> [Excerpt]
Lighty+Mongrel: More than one connection per client?

I have an action which requests another URL from the same site (for
testing purposes), but it keeps timing out. If I use an off-site URL,
the action works fine. I also notice that I’m only able to request one
page at a time from my server - the rest just spin until the previous
requests complete. Is this some setting in Lighty, Mongrel, or my
browser (Firefox - I played around with the pipelining settings, to no
effect)?

Joe

I have an action which requests another URL from the same site (for
testing purposes), but it keeps timing out. If I use an off-site URL,
the action works fine. I also notice that I’m only able to request one
page at a time from my server - the rest just spin until the previous
requests complete. Is this some setting in Lighty, Mongrel, or my
browser (Firefox - I played around with the pipelining settings, to no
effect)?

Each Mongrel has 1 Rails process inside it. Just like WEBrick. If you
need concurrent access, you’ll need multiple mongrels. Just like you
need multiple FCGIs if you want the same with lighttpd.

To use multiple mongrels, you’ll need to place them behind a proxy
like Apache or lighttpd. This will benefit you in any case because
those web servers will then handle static files.

David Heinemeier H.
http://www.loudthinking.com – Broadcasting Brain
http://www.basecamphq.com – Online project management
http://www.backpackit.com – Personal information manager
http://www.rubyonrails.com – Web-application framework

I do have multiple Mongrels served via Lighty’s mod_proxy ;). Mongrel’s
-n option should also affect concurrency. I don’t know what’s up with
this.

Joe

On Mar 30, 2006, at 9:47 PM, Joe wrote:

I do have multiple Mongrels served via Lighty’s mod_proxy ;).
Mongrel’s
-n option should also affect concurrency. I don’t know what’s up with
this.

-n is for general HTTP requests. Rails requests must be locked because
Rails’ internals are not thread safe.

So, -n 10 would allow 1 Rails requests, and 9 concurrent “other”
requests.


– Tom M.

Joe,

Not sure what it is your really experiencing, but the -n option changed
back
in 0.3.11 release. There is no long a single fixed set of threads, but
instead one thread per request is fired off and allowed to finish. -n
now
means “only allow N concurrent requests”. This means that if you set it
to
20 only 20 concurrent requests can come in and if a new request comes in
that would put it at 21 then the socket is closed rather rudely.

The recommended setting (incidentally the default) is 850. This was
based
on testing with Rails and how select defaults to 1024.

If you can, try to catch me on irc.freenode.org in the #rubyonrails
channel
as zedas. I’ll help you out there.

Zed

Ahh… thanks, I think I understand now!

I had just created an action that posts data to another site, and I set
up a test action which I wanted to log what was being posted and the
first action’s post (via Net::HTTP) to it was what was timing out. I
figured there was probably a deadlock issue, but also figured maybe a
different mongrel process could handle it (I have 5 of them, and the
site doesn’t have much traffic right now). Maybe I’ll have to see about
DRb.

Joe

On 3/31/06 1:13 AM, “Tom M.” [email protected] wrote:

So, -n 10 would allow 1 Rails requests, and 9 concurrent “other”
requests.

> [Extracted material]
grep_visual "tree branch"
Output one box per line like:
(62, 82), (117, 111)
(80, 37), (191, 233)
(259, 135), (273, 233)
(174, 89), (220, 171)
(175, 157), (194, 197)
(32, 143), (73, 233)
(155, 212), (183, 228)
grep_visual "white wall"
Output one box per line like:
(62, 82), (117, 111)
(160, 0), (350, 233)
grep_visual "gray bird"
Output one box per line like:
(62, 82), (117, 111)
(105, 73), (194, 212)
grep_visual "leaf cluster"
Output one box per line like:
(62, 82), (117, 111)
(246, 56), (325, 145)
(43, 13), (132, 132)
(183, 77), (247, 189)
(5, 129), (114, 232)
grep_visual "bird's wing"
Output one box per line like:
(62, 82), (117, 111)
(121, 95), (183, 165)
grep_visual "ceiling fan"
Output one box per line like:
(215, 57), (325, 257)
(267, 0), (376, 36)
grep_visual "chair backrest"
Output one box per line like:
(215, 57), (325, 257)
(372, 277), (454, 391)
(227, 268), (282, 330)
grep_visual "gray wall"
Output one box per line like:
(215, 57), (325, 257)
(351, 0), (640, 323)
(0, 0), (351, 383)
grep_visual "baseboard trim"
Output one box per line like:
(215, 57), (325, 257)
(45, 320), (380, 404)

> [Stated exercise]
In the Lighty and Mongrel thread, what is the recommended setting for Mongrel's -n option?

> [Solved exercise]
850, which is also the default.